[Pointing data]

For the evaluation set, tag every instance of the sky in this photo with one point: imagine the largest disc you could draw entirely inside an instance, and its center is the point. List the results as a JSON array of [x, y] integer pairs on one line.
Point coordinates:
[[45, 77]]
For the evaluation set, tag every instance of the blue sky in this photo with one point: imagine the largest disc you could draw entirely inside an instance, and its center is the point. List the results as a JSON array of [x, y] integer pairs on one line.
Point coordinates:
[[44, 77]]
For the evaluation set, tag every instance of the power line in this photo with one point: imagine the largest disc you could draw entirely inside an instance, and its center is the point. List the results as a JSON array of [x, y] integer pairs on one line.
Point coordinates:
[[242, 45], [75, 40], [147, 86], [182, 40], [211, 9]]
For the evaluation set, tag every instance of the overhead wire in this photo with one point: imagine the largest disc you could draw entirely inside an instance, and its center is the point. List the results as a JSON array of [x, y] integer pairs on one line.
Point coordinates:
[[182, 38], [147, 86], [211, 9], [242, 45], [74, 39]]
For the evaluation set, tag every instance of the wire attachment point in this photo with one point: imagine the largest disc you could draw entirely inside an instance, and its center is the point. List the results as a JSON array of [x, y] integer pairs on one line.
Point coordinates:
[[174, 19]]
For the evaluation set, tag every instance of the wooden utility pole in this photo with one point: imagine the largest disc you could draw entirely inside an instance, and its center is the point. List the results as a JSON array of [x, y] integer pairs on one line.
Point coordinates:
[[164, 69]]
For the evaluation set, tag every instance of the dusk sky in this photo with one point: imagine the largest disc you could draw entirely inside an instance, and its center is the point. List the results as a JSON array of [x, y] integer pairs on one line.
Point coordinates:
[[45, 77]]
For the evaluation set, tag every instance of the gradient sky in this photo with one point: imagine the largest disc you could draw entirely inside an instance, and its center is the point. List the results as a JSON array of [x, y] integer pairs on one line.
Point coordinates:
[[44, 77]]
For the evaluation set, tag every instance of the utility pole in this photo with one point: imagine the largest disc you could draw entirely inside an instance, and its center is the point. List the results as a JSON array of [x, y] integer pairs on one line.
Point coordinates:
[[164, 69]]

SHORT EXERCISE:
Reproduce all of the data above, renaming "evaluation set" to "test set" wherever it occurs and keeping every other word as it is.

RESPONSE FOR THIS EXERCISE:
For the test set, tag every instance of the sky in this photo with one point: imagine the largest disc you could draw entirely inside an instance, and its center is the point. List the results as a JSON array of [x, y] integer pairs on one line.
Point coordinates:
[[45, 77]]
For the test set, tag every instance of the blue sky in this photo with one point: imagine the largest disc you could draw entirely inside an instance, and its center is the point. List the results as a JSON array of [x, y] integer pairs on one line.
Point coordinates:
[[44, 77]]
For the test set, tag every instance of the power line in this photo with one point: imagine the largest disc you could draw entirely inside an instance, and its center is the point. List the results as a JSON array of [x, y] integer pairs on one line.
Point coordinates:
[[242, 45], [75, 40], [147, 86], [182, 40], [211, 9]]
For the test set, tag every instance of the overhead wire in this photo with one point: imagine the largest disc you could draw entirely inside an instance, and its center is the point. List the results as a JSON array of [x, y] integer pairs on one line.
Point coordinates:
[[182, 38], [147, 86], [211, 9], [242, 45], [74, 39]]
For the test set, tag every instance of the wire attachment point in this photo with one point: imagine the largest disc you could draw entirely inside an instance, and its center is the point. List the results as a JSON array of [x, y] integer pairs on one line.
Point coordinates:
[[174, 19]]
For the test set, tag every instance of the wooden utility pole in this photo with one point: imagine the largest disc you could draw entirely inside an instance, and its center is the point. List the results as a JSON array of [x, y] integer pairs on one line.
Point coordinates:
[[164, 69]]
For the test set, tag every instance of the dusk sky in this photo with one point: imagine the largest disc you could draw entirely inside an instance, and its center is the point. List the results as a JSON array of [x, y] integer pairs on one line.
Point coordinates:
[[45, 77]]
For the test set, tag every instance of the gradient sky in this photo with one point: imagine the largest disc you could draw entirely inside an instance, and its center is the point. List the results as a JSON array of [x, y] integer pairs on one line.
Point coordinates:
[[44, 77]]
For the test set, tag every instance of the utility pole in this photo with one point: imagine the largest disc you could draw entirely inside an instance, and its center is the point. List the results as a JSON array of [x, y] integer pairs on one line.
Point coordinates:
[[164, 69]]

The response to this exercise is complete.